— Problemas y tareas —
• a. En el fragmento propuesto sobre el deseo del analista, ¿en qué consistió el acto analítico que se indica entre paréntesis?
• b. Traduzca al inglés esta oración del fragmento propuesto: «Dice que sus clases desbordan de alumnos que quieren escucharlo porque «el tipo es un genio».»
• c. Transcriba el pasaje del fragmento propuesto que comienza en las palabras "Articulemos estos conceptos" y termina después de "parezca a mí.".

***** Fragmento propuesto *****

Observemos cómo él tenía una idea acerca de que yo deseaba que trajera un sueño para que pudiéramos analizarlo. De la misma manera, muchas veces escuchamos en el consultorio que alguien dice que «nos vamos a enojar» o «lo vamos a retar» por algo que ha hecho. En ese caso hay que tomar rápida distancia de esta creencia y hacérselo saber. Es más, el desafío durante un análisis es que el deseo del analista permanezca enigmático. Que el paciente nunca sepa qué es lo que estamos deseando que haga, ya que esta duda lo movilizará a hablar y trabajar en análisis para descubrirlo.
Pero el término deseo del analista también debemos pensarlo como el deseo que lo impulsa a dirigir la cura. Desde mi postura clínica, no se trata del deseo de que el paciente elimine sus síntomas, ni siquiera de que logre el bienestar, sino que llegue a una verdad, al corazón mismo de sus deseos más profundos para que pueda emerger como un sujeto distinto a lo que era al llegar y, sobre todo, distinto a su analista.
Articulemos estos conceptos con el caso de Ayelén.
Es evidente que ella me suponía un saber ya que «había leído todos mis libros» y confiaba en mí. De hecho, con esa creencia llega a la entrevista inicial. Por eso, luego de mi primera intervención dice: «Qué bien me voy a llevar con usted. Me parece que esto me va a gustar».
Y, para confirmar esta suposición, al terminar agrega: «Ya va a ver. Algún día voy a ser como usted».
Lo antedicho pone de manifiesto dos cuestiones. En primer lugar, la atribución de un saber sobre mí. Y, en segundo lugar, la suposición de que tengo un deseo puesto en juego: «Ya va a ver…». ¿Qué quiere decir con eso? Que inconscientemente supone que yo deseo que se reciba de psicóloga e incluso que se parezca a mí.
Afirmamos que puede haber transferencia sin análisis y el ejemplo más claro es la escena que protagoniza con el profesor Castells. Es claro que también a él le supone un saber. Dice que sus clases desbordan de alumnos que quieren escucharlo porque «el tipo es un genio».
Ubicado por ella en ese lugar, no era raro que también transfiriera sobre su persona alguno de sus conflictos no resueltos. En este caso, la discriminación.
Cuando trabajamos el tema y luego del acto analítico (no alcanzarle los bastones) proyectó su furia sobre mí y dijo: «Se ve que Castells no es el único analista hijo de puta de este mundo».
Desde la concepción que prioriza el afecto, podríamos sostener que Ayelén llega con una fuerte transferencia positiva que después de mi intervención muta a negativa. Me acusa, incluso, de creerme muy importante.

***** Datos del ejercicio *****

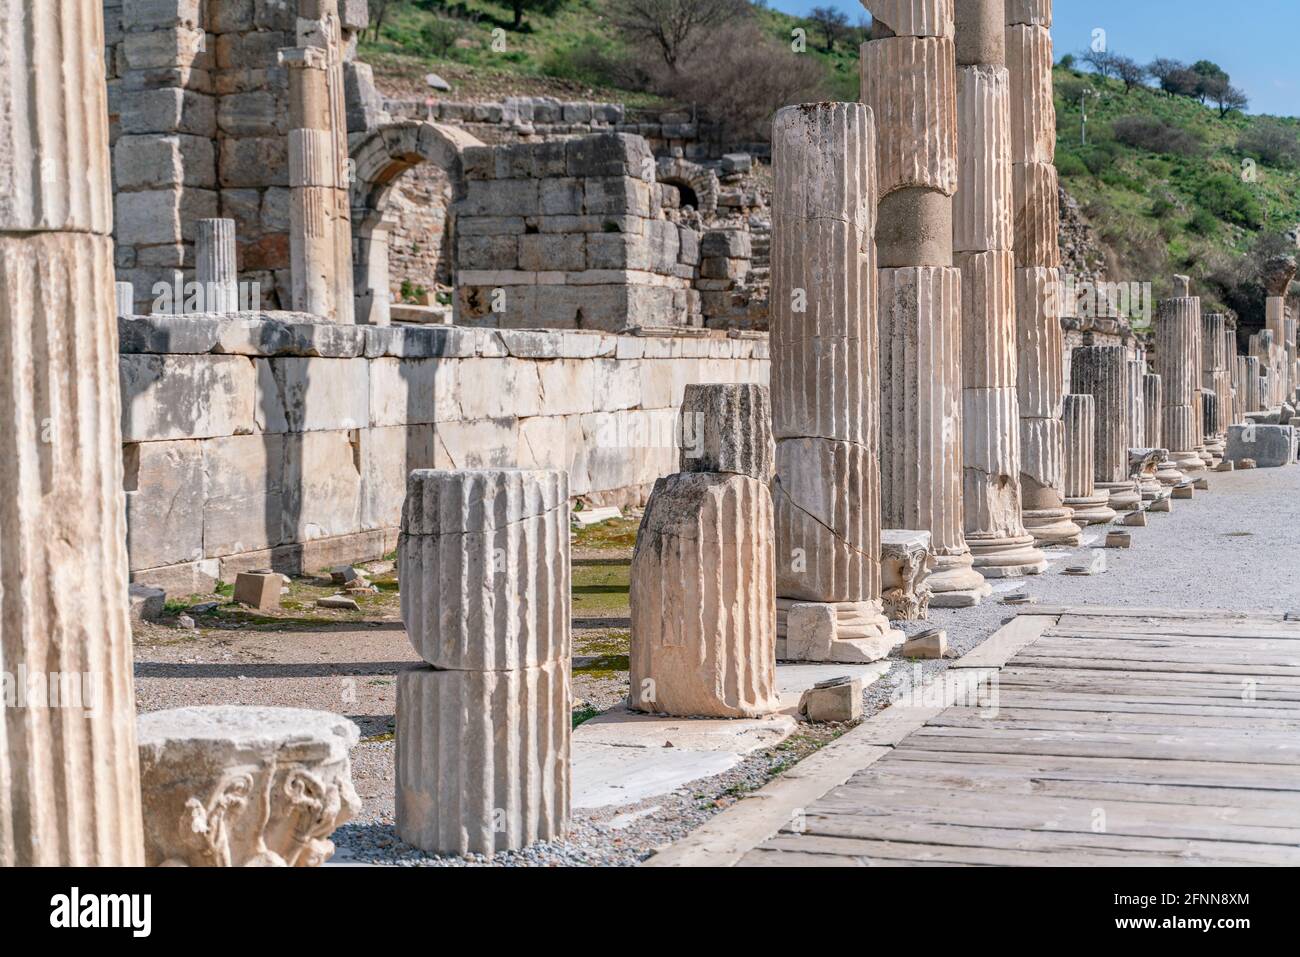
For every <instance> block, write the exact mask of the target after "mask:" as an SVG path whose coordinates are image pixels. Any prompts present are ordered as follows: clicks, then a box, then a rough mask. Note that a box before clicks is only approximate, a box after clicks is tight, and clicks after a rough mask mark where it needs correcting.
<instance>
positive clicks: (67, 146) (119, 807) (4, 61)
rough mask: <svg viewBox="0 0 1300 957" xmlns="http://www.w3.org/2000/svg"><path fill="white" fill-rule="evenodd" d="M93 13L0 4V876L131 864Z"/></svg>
mask: <svg viewBox="0 0 1300 957" xmlns="http://www.w3.org/2000/svg"><path fill="white" fill-rule="evenodd" d="M103 17H104V5H103V4H101V3H99V0H60V1H59V3H40V4H32V3H30V0H0V22H3V23H4V29H3V30H0V130H3V135H0V391H3V394H4V403H5V410H6V411H5V413H4V416H5V420H4V426H3V428H0V486H3V488H4V495H0V529H3V536H4V547H3V549H0V581H3V583H4V584H3V585H0V589H3V593H4V599H3V601H0V668H3V671H4V675H5V677H6V679H9V680H12V681H13V685H10V687H8V688H6V689H5V696H4V697H5V706H4V707H3V709H0V711H3V713H0V866H5V867H9V866H113V867H120V866H139V865H142V863H143V846H144V845H143V831H142V822H140V778H139V759H138V755H136V750H135V700H134V687H133V677H131V631H130V622H129V615H127V575H126V568H127V563H126V521H125V514H126V507H125V503H123V499H122V451H121V450H122V445H121V426H120V403H121V398H120V393H118V381H117V322H116V321H114V316H113V313H114V311H116V296H114V286H113V241H112V218H113V196H112V191H110V186H109V153H108V134H109V131H108V125H109V124H108V101H107V86H105V81H104V59H103V49H104V20H103ZM52 670H53V671H52ZM57 676H61V679H60V681H57V683H55V684H56V685H57V687H56V688H55V689H53V690H55V692H56V694H55V696H53V697H51V694H49V692H51V684H52V683H51V677H57ZM29 679H30V680H29ZM69 679H72V680H69ZM14 685H17V687H14ZM10 696H12V697H10ZM19 696H21V697H19ZM88 696H94V697H88Z"/></svg>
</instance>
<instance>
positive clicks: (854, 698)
mask: <svg viewBox="0 0 1300 957" xmlns="http://www.w3.org/2000/svg"><path fill="white" fill-rule="evenodd" d="M800 714H801V715H803V716H805V718H807V719H809V720H810V722H814V723H820V722H854V720H857V719H858V718H861V716H862V679H861V677H852V676H849V675H844V676H842V677H832V679H828V680H826V681H818V683H816V684H815V685H813V687H811V688H809V689H807V690H806V692H803V694H802V696H801V697H800Z"/></svg>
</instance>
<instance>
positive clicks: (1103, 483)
mask: <svg viewBox="0 0 1300 957" xmlns="http://www.w3.org/2000/svg"><path fill="white" fill-rule="evenodd" d="M1128 384H1130V372H1128V358H1127V355H1126V352H1125V348H1123V346H1082V347H1079V348H1076V350H1074V354H1073V356H1071V360H1070V387H1071V389H1073V391H1075V393H1078V394H1082V395H1091V397H1092V399H1093V403H1095V411H1096V415H1095V419H1093V450H1095V459H1093V479H1095V480H1096V482H1095V484H1096V489H1097V492H1105V493H1106V494H1108V495H1110V501H1109V505H1110V507H1112V508H1114V510H1115V511H1121V512H1127V511H1134V510H1135V508H1140V507H1141V494H1140V493H1139V490H1138V486H1136V484H1135V482H1134V480H1132V477H1131V476H1130V473H1128V450H1130V449H1131V447H1132V443H1131V442H1130V441H1128V398H1130V397H1128Z"/></svg>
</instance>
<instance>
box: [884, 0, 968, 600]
mask: <svg viewBox="0 0 1300 957" xmlns="http://www.w3.org/2000/svg"><path fill="white" fill-rule="evenodd" d="M867 7H868V9H871V10H872V14H874V23H872V39H871V40H868V42H867V43H865V44H863V46H862V99H863V101H866V104H867V105H868V107H870V108H871V111H872V113H874V114H875V117H876V125H878V146H879V157H880V161H879V185H880V205H879V224H878V230H876V248H878V256H879V263H880V338H881V343H880V354H881V358H880V406H881V411H880V465H881V498H880V511H881V520H883V523H884V525H885V527H887V528H907V529H919V531H928V532H930V533H931V540H932V544H933V547H935V555H936V566H935V571H933V573H932V575H931V577H930V584H931V586H932V589H933V598H932V599H931V605H932V606H935V607H963V606H970V605H978V603H979V602H980V601H983V598H984V597H985V596H988V594H989V593H991V592H992V589H991V586H989V585H988V584H987V583H985V581H984V576H983V575H980V573H979V572H978V571H975V570H974V567H972V559H971V554H970V549H969V546H967V545H966V538H965V529H963V514H962V482H963V475H962V469H963V465H962V451H963V450H962V442H963V438H962V436H963V433H962V348H961V342H962V335H961V306H962V282H961V280H962V276H961V270H959V269H958V268H956V267H954V265H953V194H954V192H956V191H957V60H956V47H954V43H953V22H952V4H950V3H948V1H946V0H937V1H936V0H914V1H913V3H911V4H901V3H884V4H872V3H871V0H868V3H867ZM889 18H893V22H891V20H889ZM901 25H911V29H915V30H918V33H915V34H911V35H909V34H906V33H898V30H900V29H904V26H901Z"/></svg>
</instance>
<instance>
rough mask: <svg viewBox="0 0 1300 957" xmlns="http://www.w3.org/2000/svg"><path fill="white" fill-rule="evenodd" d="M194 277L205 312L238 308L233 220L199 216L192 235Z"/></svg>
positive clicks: (237, 286) (237, 268) (234, 222)
mask: <svg viewBox="0 0 1300 957" xmlns="http://www.w3.org/2000/svg"><path fill="white" fill-rule="evenodd" d="M194 278H195V281H196V282H198V283H199V287H200V289H201V290H203V302H204V312H234V311H237V309H238V308H239V270H238V267H237V265H235V221H234V220H199V224H198V231H196V234H195V239H194Z"/></svg>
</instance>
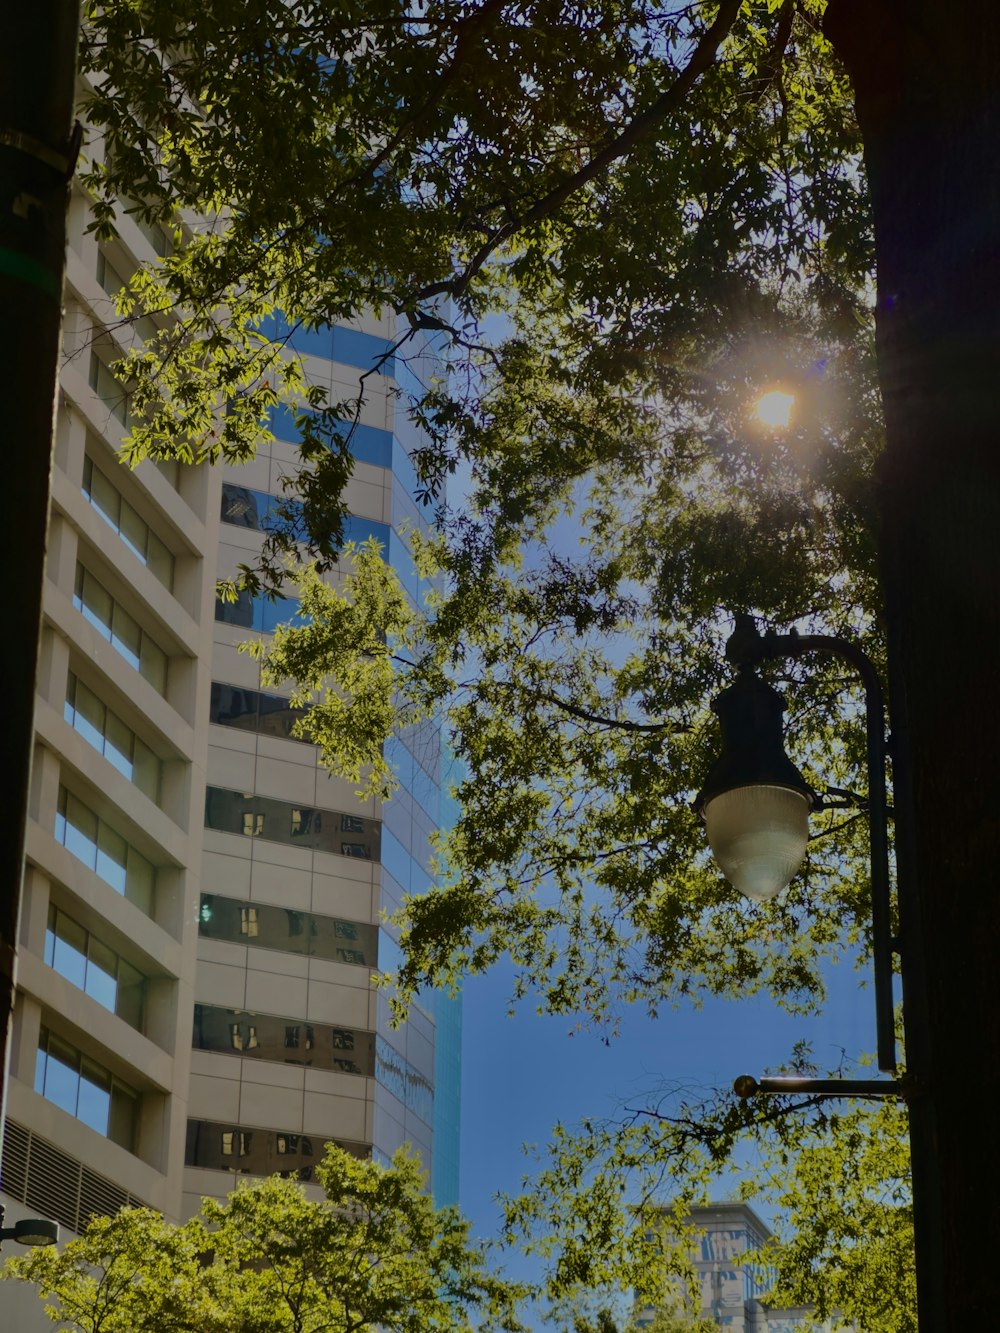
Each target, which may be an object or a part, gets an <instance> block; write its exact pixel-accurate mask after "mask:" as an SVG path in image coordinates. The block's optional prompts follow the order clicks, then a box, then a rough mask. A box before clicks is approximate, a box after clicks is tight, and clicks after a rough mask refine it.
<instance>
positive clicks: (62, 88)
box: [0, 0, 80, 1142]
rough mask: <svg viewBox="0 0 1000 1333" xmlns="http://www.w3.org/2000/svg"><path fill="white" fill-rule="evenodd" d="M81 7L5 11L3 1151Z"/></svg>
mask: <svg viewBox="0 0 1000 1333" xmlns="http://www.w3.org/2000/svg"><path fill="white" fill-rule="evenodd" d="M79 28H80V8H79V3H77V0H31V3H29V4H11V5H7V7H5V9H4V37H3V43H1V44H0V308H1V309H3V319H0V373H3V377H4V383H5V389H4V395H3V397H4V436H5V440H4V443H5V451H4V485H5V488H7V497H8V503H7V507H5V521H4V524H3V557H1V564H0V567H1V568H3V569H4V571H5V573H7V587H5V593H4V629H5V645H4V652H3V653H0V697H3V700H4V724H5V733H4V741H5V744H4V766H5V777H7V790H8V793H9V794H8V797H7V798H5V800H4V802H3V836H0V849H1V850H0V857H3V860H1V861H0V1142H3V1109H4V1104H5V1096H4V1094H5V1084H7V1062H8V1033H9V1022H11V1012H12V1006H13V984H15V953H16V941H17V920H19V914H20V893H21V873H23V865H24V828H25V820H27V809H28V781H29V773H31V750H32V732H33V705H35V680H36V670H37V648H39V633H40V625H41V581H43V573H44V561H45V529H47V523H48V500H49V475H51V460H52V440H53V421H55V407H56V380H57V368H59V340H60V327H61V300H63V269H64V264H65V215H67V201H68V192H69V179H71V173H72V165H73V164H72V157H73V155H75V149H73V141H72V139H73V136H72V124H73V103H75V93H76V45H77V39H79Z"/></svg>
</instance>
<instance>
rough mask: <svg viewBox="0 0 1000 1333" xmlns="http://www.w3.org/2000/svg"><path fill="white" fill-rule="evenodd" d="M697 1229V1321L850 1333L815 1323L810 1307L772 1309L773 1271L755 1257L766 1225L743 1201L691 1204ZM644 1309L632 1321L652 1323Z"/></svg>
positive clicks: (762, 1239) (780, 1329)
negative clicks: (770, 1299) (712, 1203)
mask: <svg viewBox="0 0 1000 1333" xmlns="http://www.w3.org/2000/svg"><path fill="white" fill-rule="evenodd" d="M689 1216H691V1221H692V1222H693V1224H695V1228H696V1240H695V1245H693V1252H692V1256H691V1257H692V1260H693V1265H695V1277H696V1284H697V1286H696V1292H697V1306H699V1308H697V1310H696V1312H693V1310H692V1313H696V1314H697V1317H699V1318H701V1320H711V1321H712V1322H713V1324H716V1325H717V1326H719V1328H723V1329H729V1330H731V1333H800V1330H804V1329H811V1330H816V1333H832V1330H833V1329H835V1328H837V1329H841V1330H843V1333H852V1330H853V1325H851V1326H847V1325H843V1324H841V1325H833V1324H831V1322H817V1321H816V1320H815V1317H813V1314H812V1310H811V1309H809V1308H807V1306H801V1308H792V1309H789V1308H783V1309H781V1308H777V1306H775V1305H772V1304H771V1302H769V1298H768V1297H769V1292H771V1290H772V1288H773V1285H775V1274H773V1270H772V1269H771V1268H768V1265H765V1264H761V1262H760V1260H757V1258H756V1257H755V1252H757V1250H760V1249H761V1246H763V1245H764V1244H765V1242H767V1241H768V1240H769V1238H771V1234H772V1233H771V1228H769V1226H768V1225H767V1224H765V1222H764V1221H763V1220H761V1218H760V1217H759V1216H757V1213H756V1212H755V1210H753V1209H752V1208H751V1206H749V1205H748V1204H743V1202H739V1201H733V1200H727V1201H723V1202H716V1204H704V1205H701V1206H699V1208H692V1210H691V1214H689ZM652 1318H653V1312H652V1310H647V1312H645V1313H644V1316H643V1317H641V1318H640V1320H639V1321H637V1322H639V1324H640V1325H643V1324H649V1322H652Z"/></svg>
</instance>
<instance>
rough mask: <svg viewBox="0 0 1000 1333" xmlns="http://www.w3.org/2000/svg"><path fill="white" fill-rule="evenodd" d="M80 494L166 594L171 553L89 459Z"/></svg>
mask: <svg viewBox="0 0 1000 1333" xmlns="http://www.w3.org/2000/svg"><path fill="white" fill-rule="evenodd" d="M83 493H84V495H85V496H87V499H88V500H89V501H91V504H92V505H93V508H95V509H96V511H97V513H99V515H100V516H101V519H104V521H105V523H107V524H108V525H109V527H111V528H113V531H115V532H116V533H117V535H119V537H121V540H123V541H124V543H125V545H127V547H128V549H129V551H131V552H132V553H133V555H135V556H137V557H139V559H140V560H141V561H143V564H144V565H145V567H147V569H148V571H149V573H152V575H155V576H156V579H159V580H160V583H161V584H163V585H164V588H167V589H168V591H169V589H171V588H172V587H173V553H172V552H171V551H168V548H167V547H165V545H164V544H163V541H160V539H159V537H157V536H156V533H155V532H153V531H152V528H151V527H149V524H148V523H145V520H143V519H140V517H139V515H137V513H136V511H135V509H133V508H132V505H131V504H129V503H128V500H125V497H124V496H123V495H121V492H120V491H119V489H117V487H115V485H113V484H112V483H111V481H109V480H108V477H105V476H104V473H103V472H101V469H100V468H99V467H97V465H96V463H95V461H93V459H91V457H89V456H88V457H87V459H85V460H84V483H83Z"/></svg>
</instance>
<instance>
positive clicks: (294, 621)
mask: <svg viewBox="0 0 1000 1333" xmlns="http://www.w3.org/2000/svg"><path fill="white" fill-rule="evenodd" d="M215 619H216V620H217V621H220V623H221V624H224V625H239V627H240V628H241V629H256V631H259V632H260V633H263V635H273V632H275V631H276V629H277V627H279V625H288V624H292V625H305V624H308V617H307V616H303V615H301V613H300V611H299V599H297V597H265V596H264V595H263V593H261V595H259V596H256V597H255V596H251V593H248V592H239V593H237V595H236V601H224V600H223V599H221V597H216V603H215Z"/></svg>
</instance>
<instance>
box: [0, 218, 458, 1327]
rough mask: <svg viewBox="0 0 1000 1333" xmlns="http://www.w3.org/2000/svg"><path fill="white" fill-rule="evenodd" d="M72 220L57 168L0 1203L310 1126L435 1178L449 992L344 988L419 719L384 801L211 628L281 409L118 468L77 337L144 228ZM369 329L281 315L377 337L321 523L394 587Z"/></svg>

*****

— Respuestas del ejercicio —
• a. En no alcanzarle los bastones.

• b. She says his classes overflow with students who want to hear him because "the guy is a genius."

• c.
Articulemos estos conceptos con el caso de Ayelén.
Es evidente que ella me suponía un saber ya que «había leído todos mis libros» y confiaba en mí. De hecho, con esa creencia llega a la entrevista inicial. Por eso, luego de mi primera intervención dice: «Qué bien me voy a llevar con usted. Me parece que esto me va a gustar».
Y, para confirmar esta suposición, al terminar agrega: «Ya va a ver. Algún día voy a ser como usted».
Lo antedicho pone de manifiesto dos cuestiones. En primer lugar, la atribución de un saber sobre mí. Y, en segundo lugar, la suposición de que tengo un deseo puesto en juego: «Ya va a ver…». ¿Qué quiere decir con eso? Que inconscientemente supone que yo deseo que se reciba de psicóloga e incluso que se parezca a mí.